--- INSTRUCTIONS TO FOLLOW ---
Can you reproduce the data beneath, keeping every line exact?

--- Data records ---
BEGIN

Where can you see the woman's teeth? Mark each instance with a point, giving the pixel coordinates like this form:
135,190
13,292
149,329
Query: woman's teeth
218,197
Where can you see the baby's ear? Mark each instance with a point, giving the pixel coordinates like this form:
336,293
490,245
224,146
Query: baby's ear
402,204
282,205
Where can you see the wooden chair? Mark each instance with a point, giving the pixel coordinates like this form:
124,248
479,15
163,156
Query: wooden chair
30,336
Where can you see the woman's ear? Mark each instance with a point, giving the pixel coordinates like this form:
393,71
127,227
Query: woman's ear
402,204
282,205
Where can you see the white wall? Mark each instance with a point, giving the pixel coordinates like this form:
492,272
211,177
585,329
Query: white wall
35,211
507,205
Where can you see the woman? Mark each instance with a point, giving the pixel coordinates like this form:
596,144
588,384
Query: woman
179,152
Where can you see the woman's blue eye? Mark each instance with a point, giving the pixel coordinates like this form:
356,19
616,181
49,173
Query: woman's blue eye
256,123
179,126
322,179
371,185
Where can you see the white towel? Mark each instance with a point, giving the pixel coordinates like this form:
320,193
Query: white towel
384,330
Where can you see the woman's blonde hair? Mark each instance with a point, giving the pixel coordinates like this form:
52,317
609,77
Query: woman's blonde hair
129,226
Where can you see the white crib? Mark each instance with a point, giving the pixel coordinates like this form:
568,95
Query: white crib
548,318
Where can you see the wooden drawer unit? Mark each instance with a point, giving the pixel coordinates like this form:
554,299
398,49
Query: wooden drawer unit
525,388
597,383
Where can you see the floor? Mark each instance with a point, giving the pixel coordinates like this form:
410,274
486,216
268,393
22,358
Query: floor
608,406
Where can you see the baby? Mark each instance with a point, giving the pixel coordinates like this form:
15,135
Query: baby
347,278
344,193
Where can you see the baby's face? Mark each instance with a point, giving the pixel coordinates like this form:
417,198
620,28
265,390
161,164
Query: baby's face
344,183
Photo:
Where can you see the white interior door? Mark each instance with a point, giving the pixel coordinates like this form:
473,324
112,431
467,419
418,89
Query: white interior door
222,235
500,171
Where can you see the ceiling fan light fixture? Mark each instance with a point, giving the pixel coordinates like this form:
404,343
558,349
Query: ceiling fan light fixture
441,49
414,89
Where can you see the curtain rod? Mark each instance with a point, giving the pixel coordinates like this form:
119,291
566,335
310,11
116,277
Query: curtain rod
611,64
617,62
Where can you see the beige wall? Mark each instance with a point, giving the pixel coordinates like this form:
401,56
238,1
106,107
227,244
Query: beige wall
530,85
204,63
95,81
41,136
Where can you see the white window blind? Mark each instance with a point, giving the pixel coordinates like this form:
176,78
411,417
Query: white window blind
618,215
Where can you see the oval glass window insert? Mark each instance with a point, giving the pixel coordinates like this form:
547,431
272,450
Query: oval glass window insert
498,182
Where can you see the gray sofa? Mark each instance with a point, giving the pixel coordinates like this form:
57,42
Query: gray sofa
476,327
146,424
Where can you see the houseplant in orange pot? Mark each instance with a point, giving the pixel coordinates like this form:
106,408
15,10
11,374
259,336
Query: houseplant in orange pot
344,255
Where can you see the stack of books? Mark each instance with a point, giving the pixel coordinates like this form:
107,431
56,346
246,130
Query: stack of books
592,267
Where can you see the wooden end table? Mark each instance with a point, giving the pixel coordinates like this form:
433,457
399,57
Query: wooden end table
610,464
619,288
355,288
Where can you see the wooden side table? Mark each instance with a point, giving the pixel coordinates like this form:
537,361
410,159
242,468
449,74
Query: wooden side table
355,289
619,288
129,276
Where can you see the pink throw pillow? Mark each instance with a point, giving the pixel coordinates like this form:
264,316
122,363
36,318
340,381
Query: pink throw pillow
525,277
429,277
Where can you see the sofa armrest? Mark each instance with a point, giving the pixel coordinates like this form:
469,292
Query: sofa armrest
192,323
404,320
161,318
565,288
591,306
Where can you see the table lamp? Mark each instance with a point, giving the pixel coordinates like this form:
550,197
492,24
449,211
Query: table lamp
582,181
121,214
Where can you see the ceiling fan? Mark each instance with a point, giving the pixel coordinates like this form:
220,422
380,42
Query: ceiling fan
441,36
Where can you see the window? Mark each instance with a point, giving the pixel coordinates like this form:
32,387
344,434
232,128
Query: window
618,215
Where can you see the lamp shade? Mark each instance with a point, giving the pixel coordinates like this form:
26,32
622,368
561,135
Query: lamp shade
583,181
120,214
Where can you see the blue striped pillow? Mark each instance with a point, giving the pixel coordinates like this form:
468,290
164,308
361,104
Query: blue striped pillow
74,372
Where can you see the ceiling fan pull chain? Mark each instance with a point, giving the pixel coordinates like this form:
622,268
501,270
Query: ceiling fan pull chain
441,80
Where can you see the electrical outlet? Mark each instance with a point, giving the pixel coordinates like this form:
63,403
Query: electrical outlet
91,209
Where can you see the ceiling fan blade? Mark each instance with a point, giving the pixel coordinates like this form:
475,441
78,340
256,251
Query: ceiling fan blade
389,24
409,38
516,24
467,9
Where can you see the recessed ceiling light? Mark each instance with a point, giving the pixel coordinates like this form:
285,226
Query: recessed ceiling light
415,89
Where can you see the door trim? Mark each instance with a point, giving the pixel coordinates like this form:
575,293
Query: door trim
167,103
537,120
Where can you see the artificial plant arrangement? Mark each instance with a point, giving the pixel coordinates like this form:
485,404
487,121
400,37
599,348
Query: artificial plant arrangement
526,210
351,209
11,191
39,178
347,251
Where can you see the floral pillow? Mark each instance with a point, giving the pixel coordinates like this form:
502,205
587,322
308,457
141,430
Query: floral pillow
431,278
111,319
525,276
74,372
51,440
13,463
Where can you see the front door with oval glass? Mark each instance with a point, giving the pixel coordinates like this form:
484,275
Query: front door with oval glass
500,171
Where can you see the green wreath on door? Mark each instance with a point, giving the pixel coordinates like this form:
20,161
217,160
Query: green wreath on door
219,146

END

--- ANSWER TO THIS EXERCISE ---
Where can you see the woman's teeth? Mark each instance with a point, giving the pixel coordinates like this form:
135,190
13,292
149,329
Query: woman's teeth
218,197
Where can you see the baby's ear? Mark each instance with a point, giving the pixel coordinates like this form:
336,293
490,245
224,146
Query: baby's ear
402,204
282,205
Where can you see the wooden chair? Mark each instance with a point, giving the pixel coordinates like this form:
124,248
479,15
163,156
Query: wooden chair
30,336
Where can you see the woman's ear? Mark each instance with a point, giving the pixel coordinates like this form:
393,71
127,227
Query: woman's ear
402,204
282,205
Where can you see the white wall? Mark each instance with a point, giving the pixel coordinates like this form:
492,272
211,177
585,329
Query: white wall
35,211
507,205
Where can you see the woman? Mark each instance with a point, giving the pixel coordinates like this form:
596,144
588,384
Query: woman
179,152
Where can you see the woman's blue eye? Mark each instance with a point, giving the pixel coordinates like this form:
356,19
616,181
49,173
Query: woman's blue eye
256,123
179,126
322,179
371,185
Where can you see the white towel? Mark each instance with a point, giving the pixel coordinates like this form:
320,193
Query: white towel
384,330
Where can you see the woman's blonde hair? Mark each instance with a point, giving the pixel coordinates like this form:
52,317
609,77
Query: woman's blonde hair
129,226
Where can you see the white crib? Mark each instance with a point, giving the pixel coordinates like this form:
568,95
Query: white crib
548,318
Where can you see the wooden drawer unit? Mark each instance with a point, giving the pixel coordinates like this form:
554,299
398,49
Query: wooden drawer unit
525,388
597,383
Where can you see the floor? Mark each instance with a point, giving the pixel coordinates like this form:
410,274
486,216
268,393
22,358
Query: floor
608,406
Where can you see the baby? Mark each instance with a point, giving the pixel coordinates like this form:
15,135
Query: baby
347,278
344,193
Where can you see the baby's face? Mark each instance with a point, giving the pixel coordinates like this form:
417,198
620,28
265,390
161,164
Query: baby's face
344,183
Photo:
Where can you see the white interior door? Mark each instance with a point, giving the pixel coordinates like this form:
473,324
112,431
467,419
418,89
Query: white interior door
222,235
500,171
Where can you see the ceiling fan light fixture? Mark each instance with a point, giving the pixel coordinates like this form:
404,343
558,349
Query: ceiling fan light fixture
441,49
414,89
Where can you see the curtain rod? Mark each instance with a point, giving the pixel coordinates like this form:
119,291
566,335
310,11
116,277
Query: curtain rod
611,64
617,62
Where can you see the beige wall? Mark each instance with a point, giving the pixel coordinates like this form:
401,56
238,1
106,107
227,244
Query: beige wall
530,85
204,63
95,81
41,136
Where can you see the white window blind? Mark each instance with a point, giving the pixel coordinates like this form:
176,78
411,417
Query: white window blind
618,215
Where can you see the oval glass window insert? Mark each instance with a point, giving the pixel coordinates like this form:
547,431
272,450
Query: oval glass window insert
498,182
Where can you see the gray sofa? Mark each instance with a point, giving the pixel coordinates like this form:
57,42
Query: gray sofa
476,327
146,424
Where can you see the houseplant in orange pot? Mark each instance with a point, giving the pixel coordinates like this form:
106,408
15,10
11,374
259,336
Query: houseplant in orange pot
344,255
Where can you see the stack of books? Mark each instance with a point, giving the pixel coordinates like this form:
107,431
56,346
246,130
Query: stack of books
592,267
Where can you see the wooden end table? Mark each instance with a point, giving the pixel coordinates like this form:
433,457
399,57
Query: wooden end table
610,464
619,288
355,288
Where can you see the wooden side table? Mark each instance with a point, giving the pixel coordinates like this form:
537,361
410,159
242,468
449,74
Query: wooden side table
355,289
619,288
129,276
Where can you see the pink throw pillow? Mark each instance with a point, giving the pixel coordinates like this form:
264,316
122,363
36,318
340,381
Query: pink throw pillow
525,277
429,277
Where can you see the sofa armrest? Mark each instance with a point, giving the pixel coordinates like this form:
469,292
Query: sofa armrest
192,323
404,320
161,318
565,288
591,306
Where can you see the table lamp? Mark each instance with a point, giving the pixel coordinates like this form:
550,197
492,24
449,211
Query: table lamp
582,181
121,214
Where can you see the ceiling fan? Mark each instance with a point, giving the pixel coordinates like this form:
220,422
380,42
Query: ceiling fan
441,36
Where can you see the window? Mark each instance with a point, giving the pixel coordinates like this form:
32,387
344,434
232,128
Query: window
618,215
Where can you see the lamp shade? Mark each instance with a point, giving the pixel coordinates like this form:
26,32
622,368
561,135
Query: lamp shade
583,181
120,214
Where can you see the blue striped pillow? Mark each instance with a point, giving the pixel coordinates like this form:
468,290
164,308
361,104
Query: blue striped pillow
74,372
Where can you see the ceiling fan pull chain? Mark each instance with a point, giving the pixel coordinates like this form:
622,268
501,270
Query: ceiling fan pull chain
441,80
Where can you see the electrical outlet? Mark each instance with a point, giving the pixel coordinates like this form:
63,403
Query: electrical outlet
91,209
Where can you see the ceiling fan blade? Mark each instance with a point, giving the pixel coordinates like this form:
475,441
78,340
256,251
Query: ceiling fan blade
389,24
409,38
516,24
467,9
Where can you see the recessed ceiling light? Mark each instance with a point, giving the pixel coordinates like this form:
285,226
Query: recessed ceiling light
415,89
Where can you see the door trim? Mark each instance with a point, giving the pixel coordinates like this form:
575,293
Query: door trim
167,103
537,120
Where can you see the artificial plant arrangement? Mark each instance with a point, giving the pixel coordinates like this form:
485,404
487,121
400,37
599,348
Query: artificial plant arrangement
526,210
351,209
11,191
39,178
347,251
Where can you see the floral pillow? Mark each instance with a point, giving the pixel coordinates like this form:
502,205
587,322
308,457
141,430
Query: floral pillow
431,278
111,319
525,276
74,372
51,440
13,463
Where can you see the front door with oval glass? Mark each instance with a point, giving the pixel coordinates like this form:
484,275
Query: front door with oval glass
500,171
Where can you see the green wreath on door? Mark each instance with a point, giving the pixel coordinates like this form:
20,161
217,160
Query: green wreath on door
219,146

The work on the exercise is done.